REQUIRED WORK
Copy every line of this listing word for word, with no changes.

Labeled area outline listing:
.....
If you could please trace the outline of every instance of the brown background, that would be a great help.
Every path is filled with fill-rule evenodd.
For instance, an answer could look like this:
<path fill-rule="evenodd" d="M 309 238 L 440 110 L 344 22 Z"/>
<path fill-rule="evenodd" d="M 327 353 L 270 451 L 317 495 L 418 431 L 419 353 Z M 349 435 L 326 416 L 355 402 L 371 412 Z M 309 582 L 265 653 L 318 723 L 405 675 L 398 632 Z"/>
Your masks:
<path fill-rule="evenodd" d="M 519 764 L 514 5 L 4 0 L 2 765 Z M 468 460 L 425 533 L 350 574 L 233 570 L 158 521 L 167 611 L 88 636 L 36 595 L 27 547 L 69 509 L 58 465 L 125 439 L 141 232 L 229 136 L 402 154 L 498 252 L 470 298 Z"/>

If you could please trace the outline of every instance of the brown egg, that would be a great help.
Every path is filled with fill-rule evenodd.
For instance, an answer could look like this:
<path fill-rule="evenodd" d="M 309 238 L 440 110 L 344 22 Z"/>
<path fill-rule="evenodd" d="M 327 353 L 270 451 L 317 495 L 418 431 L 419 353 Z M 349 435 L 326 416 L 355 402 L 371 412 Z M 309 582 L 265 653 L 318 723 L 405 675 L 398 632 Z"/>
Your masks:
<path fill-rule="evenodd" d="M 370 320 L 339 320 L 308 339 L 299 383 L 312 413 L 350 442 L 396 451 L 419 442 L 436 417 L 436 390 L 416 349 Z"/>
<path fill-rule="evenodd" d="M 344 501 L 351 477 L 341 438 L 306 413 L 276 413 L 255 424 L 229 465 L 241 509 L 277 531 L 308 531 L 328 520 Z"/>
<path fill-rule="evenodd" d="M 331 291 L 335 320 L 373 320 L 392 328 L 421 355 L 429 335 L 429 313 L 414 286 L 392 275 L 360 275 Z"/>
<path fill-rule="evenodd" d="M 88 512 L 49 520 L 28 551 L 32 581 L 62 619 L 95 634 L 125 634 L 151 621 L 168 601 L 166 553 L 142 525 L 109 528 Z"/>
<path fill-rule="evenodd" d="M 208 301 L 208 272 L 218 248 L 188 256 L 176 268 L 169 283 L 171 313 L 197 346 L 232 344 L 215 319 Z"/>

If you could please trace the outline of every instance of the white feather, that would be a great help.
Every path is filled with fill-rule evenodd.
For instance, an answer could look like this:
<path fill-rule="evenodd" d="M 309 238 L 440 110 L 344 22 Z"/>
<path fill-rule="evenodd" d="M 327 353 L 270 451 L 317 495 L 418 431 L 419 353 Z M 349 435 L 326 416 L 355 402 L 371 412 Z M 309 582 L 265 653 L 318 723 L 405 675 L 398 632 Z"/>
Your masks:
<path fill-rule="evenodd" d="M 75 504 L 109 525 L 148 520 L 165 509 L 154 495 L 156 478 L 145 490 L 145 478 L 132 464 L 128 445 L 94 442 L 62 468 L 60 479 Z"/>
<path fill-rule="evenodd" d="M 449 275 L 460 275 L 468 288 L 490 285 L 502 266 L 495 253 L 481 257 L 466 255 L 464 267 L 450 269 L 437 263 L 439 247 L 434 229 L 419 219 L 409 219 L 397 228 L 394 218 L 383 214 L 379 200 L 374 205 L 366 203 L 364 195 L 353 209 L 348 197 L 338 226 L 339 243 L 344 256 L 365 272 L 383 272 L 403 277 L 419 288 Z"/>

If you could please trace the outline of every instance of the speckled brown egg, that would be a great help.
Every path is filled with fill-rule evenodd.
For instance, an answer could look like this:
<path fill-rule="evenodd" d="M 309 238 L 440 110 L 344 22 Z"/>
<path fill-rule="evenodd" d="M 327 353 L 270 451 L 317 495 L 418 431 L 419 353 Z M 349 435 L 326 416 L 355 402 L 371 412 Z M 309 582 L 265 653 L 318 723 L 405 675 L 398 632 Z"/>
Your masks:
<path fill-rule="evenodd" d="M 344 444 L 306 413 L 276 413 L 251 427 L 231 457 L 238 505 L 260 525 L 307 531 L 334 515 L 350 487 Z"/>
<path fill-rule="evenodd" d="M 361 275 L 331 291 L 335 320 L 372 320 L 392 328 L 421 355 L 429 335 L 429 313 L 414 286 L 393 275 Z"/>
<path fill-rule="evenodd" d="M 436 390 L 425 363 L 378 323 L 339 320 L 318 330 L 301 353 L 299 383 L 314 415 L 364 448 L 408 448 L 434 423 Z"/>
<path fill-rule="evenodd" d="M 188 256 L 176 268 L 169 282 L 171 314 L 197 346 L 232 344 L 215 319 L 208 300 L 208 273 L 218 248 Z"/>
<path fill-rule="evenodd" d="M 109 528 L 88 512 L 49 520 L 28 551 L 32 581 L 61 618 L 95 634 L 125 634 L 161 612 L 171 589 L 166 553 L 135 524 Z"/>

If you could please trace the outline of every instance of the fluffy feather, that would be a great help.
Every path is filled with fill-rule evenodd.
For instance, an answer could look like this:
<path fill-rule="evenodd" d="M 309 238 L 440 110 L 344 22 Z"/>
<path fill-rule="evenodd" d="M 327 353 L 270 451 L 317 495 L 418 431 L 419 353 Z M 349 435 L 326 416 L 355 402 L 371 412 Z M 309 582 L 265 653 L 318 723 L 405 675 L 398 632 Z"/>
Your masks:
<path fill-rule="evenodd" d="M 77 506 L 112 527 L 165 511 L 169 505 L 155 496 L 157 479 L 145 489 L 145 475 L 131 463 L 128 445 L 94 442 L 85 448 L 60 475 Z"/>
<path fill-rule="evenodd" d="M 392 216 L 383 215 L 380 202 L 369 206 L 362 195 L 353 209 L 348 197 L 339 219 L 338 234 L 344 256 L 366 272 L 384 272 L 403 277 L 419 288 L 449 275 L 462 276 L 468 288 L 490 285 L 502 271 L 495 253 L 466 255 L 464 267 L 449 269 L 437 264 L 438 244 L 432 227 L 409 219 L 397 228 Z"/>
.....
RESULT OF THE TASK
If you could please trace the outline of every instance of the brown background, that would be a great help.
Every path is filled with fill-rule evenodd.
For instance, an answer could look like this:
<path fill-rule="evenodd" d="M 309 238 L 440 110 L 344 22 Z"/>
<path fill-rule="evenodd" d="M 327 353 L 270 451 L 317 495 L 418 431 L 419 353 Z M 349 435 L 326 416 L 355 402 L 371 412 Z M 309 582 L 265 653 L 318 723 L 405 675 L 398 632 Z"/>
Your masks:
<path fill-rule="evenodd" d="M 519 764 L 514 5 L 4 0 L 2 765 Z M 468 460 L 425 533 L 350 574 L 233 570 L 158 521 L 167 611 L 88 636 L 36 595 L 27 547 L 69 509 L 58 465 L 125 439 L 141 232 L 229 136 L 402 154 L 498 252 L 470 298 Z"/>

If you could please trace the outline of every instance of the brown egg, that would be a great help.
Every path is filled with fill-rule evenodd.
For instance, an answer could look like this:
<path fill-rule="evenodd" d="M 309 238 L 440 110 L 344 22 Z"/>
<path fill-rule="evenodd" d="M 327 353 L 270 451 L 317 495 L 418 431 L 419 353 Z M 349 435 L 326 416 L 355 402 L 371 412 Z M 309 582 L 265 653 L 318 723 L 405 675 L 398 632 Z"/>
Your masks:
<path fill-rule="evenodd" d="M 370 320 L 339 320 L 308 339 L 299 383 L 312 413 L 350 442 L 396 451 L 419 442 L 436 417 L 436 390 L 416 349 Z"/>
<path fill-rule="evenodd" d="M 344 501 L 351 477 L 341 438 L 306 413 L 276 413 L 255 424 L 229 465 L 241 509 L 277 531 L 308 531 L 328 520 Z"/>
<path fill-rule="evenodd" d="M 331 291 L 335 320 L 373 320 L 392 328 L 421 355 L 429 335 L 429 313 L 414 286 L 392 275 L 360 275 Z"/>
<path fill-rule="evenodd" d="M 88 512 L 49 520 L 28 551 L 32 581 L 62 619 L 95 634 L 125 634 L 151 621 L 168 601 L 166 553 L 142 525 L 109 528 Z"/>
<path fill-rule="evenodd" d="M 208 301 L 208 272 L 218 248 L 188 256 L 176 268 L 169 283 L 171 313 L 197 346 L 232 344 L 215 319 Z"/>

If you could please trace the outline of every instance of the white feather, that would be a great help.
Every path is filled with fill-rule evenodd.
For instance, an answer could look like this:
<path fill-rule="evenodd" d="M 309 238 L 440 110 L 344 22 Z"/>
<path fill-rule="evenodd" d="M 327 353 L 270 451 L 317 495 L 418 431 L 419 353 Z M 349 435 L 326 416 L 355 402 L 371 412 Z M 309 582 L 265 653 L 318 723 L 405 675 L 398 632 Z"/>
Your masks:
<path fill-rule="evenodd" d="M 75 504 L 109 525 L 148 520 L 165 509 L 154 495 L 156 478 L 145 490 L 145 478 L 132 464 L 128 445 L 94 442 L 62 468 L 60 479 Z"/>
<path fill-rule="evenodd" d="M 449 275 L 460 275 L 468 288 L 490 285 L 502 266 L 495 253 L 481 257 L 466 255 L 464 267 L 450 269 L 437 263 L 439 247 L 434 229 L 419 219 L 409 219 L 397 228 L 394 218 L 383 214 L 379 200 L 374 205 L 366 203 L 364 195 L 353 209 L 348 197 L 338 226 L 339 243 L 344 256 L 365 272 L 383 272 L 403 277 L 419 288 Z"/>

If you could please trace the outline of every instance of the speckled brown egg, that would be a great help.
Every path is filled with fill-rule evenodd.
For instance, an answer could look like this:
<path fill-rule="evenodd" d="M 309 238 L 440 110 L 344 22 Z"/>
<path fill-rule="evenodd" d="M 327 353 L 270 451 L 317 495 L 418 431 L 419 353 Z M 349 435 L 326 416 L 355 402 L 371 412 Z M 309 582 L 265 653 L 318 723 L 405 675 L 398 632 Z"/>
Your masks:
<path fill-rule="evenodd" d="M 344 444 L 306 413 L 276 413 L 251 427 L 231 457 L 238 505 L 260 525 L 307 531 L 334 515 L 350 487 Z"/>
<path fill-rule="evenodd" d="M 361 275 L 331 291 L 335 320 L 372 320 L 392 328 L 421 355 L 429 335 L 429 313 L 414 286 L 393 275 Z"/>
<path fill-rule="evenodd" d="M 436 390 L 425 363 L 378 323 L 339 320 L 318 330 L 301 353 L 299 383 L 314 415 L 364 448 L 408 448 L 434 423 Z"/>
<path fill-rule="evenodd" d="M 188 256 L 176 268 L 169 282 L 171 314 L 197 346 L 232 344 L 215 319 L 208 300 L 208 273 L 218 248 Z"/>
<path fill-rule="evenodd" d="M 109 528 L 88 512 L 49 520 L 28 551 L 32 581 L 61 618 L 95 634 L 125 634 L 161 612 L 171 589 L 166 553 L 135 524 Z"/>

If you could please trace the outline of every instance of the fluffy feather, that would be a great help.
Every path is filled with fill-rule evenodd.
For instance, an answer could look like this:
<path fill-rule="evenodd" d="M 309 238 L 440 110 L 344 22 Z"/>
<path fill-rule="evenodd" d="M 327 353 L 270 451 L 317 495 L 418 431 L 419 353 Z M 349 435 L 326 416 L 355 402 L 371 412 Z M 309 582 L 265 653 L 318 723 L 405 675 L 398 632 Z"/>
Your masks:
<path fill-rule="evenodd" d="M 77 506 L 112 527 L 165 511 L 169 505 L 155 496 L 157 479 L 145 489 L 145 475 L 131 463 L 128 445 L 94 442 L 85 448 L 60 475 Z"/>
<path fill-rule="evenodd" d="M 392 216 L 383 215 L 380 202 L 369 206 L 362 195 L 353 209 L 348 197 L 339 219 L 338 234 L 344 256 L 366 272 L 384 272 L 403 277 L 419 288 L 449 275 L 462 276 L 468 288 L 490 285 L 502 271 L 495 253 L 466 255 L 464 267 L 449 269 L 437 264 L 438 244 L 432 227 L 409 219 L 397 228 Z"/>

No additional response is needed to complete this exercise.